**EXTRAIT PROPOSÉ**
────

Comme partout en Belgique, c’était ce soir l’installation du nouveau Conseil communal de Liège. Foule des grands jours, même si la séance était de pure forme : prise de connaissance de la validation de l’élection, prestation de serment des élus, adoption du pacte de majorité, déclarations d’apparentement, désignation des élus au CPAS. Aucune surprise, sauf peut-être la désignation, pour la première fois, d’une présidence du Conseil non exercée par le bourgmestre (c’est à la discrète Corinne Wégimont que revient ce rôle particulièrement délicat). Intérêt globalement limité — on ignore toujours ce que sera le projet de la nouvelle majorité —, mais voilà.

────

**DONNÉES FOURNIES**
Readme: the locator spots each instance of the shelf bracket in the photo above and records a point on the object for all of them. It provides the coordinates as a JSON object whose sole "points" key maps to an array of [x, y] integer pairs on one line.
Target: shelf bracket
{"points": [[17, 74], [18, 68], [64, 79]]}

────

**CONSIGNE**
D'après l'extrait sur l'installation du Conseil communal de Liège, à qui revient la présidence du Conseil, confiée pour la première fois à une autre personne que le bourgmestre ?

**LA SOLUTION**
Elle revient à Corinne Wégimont.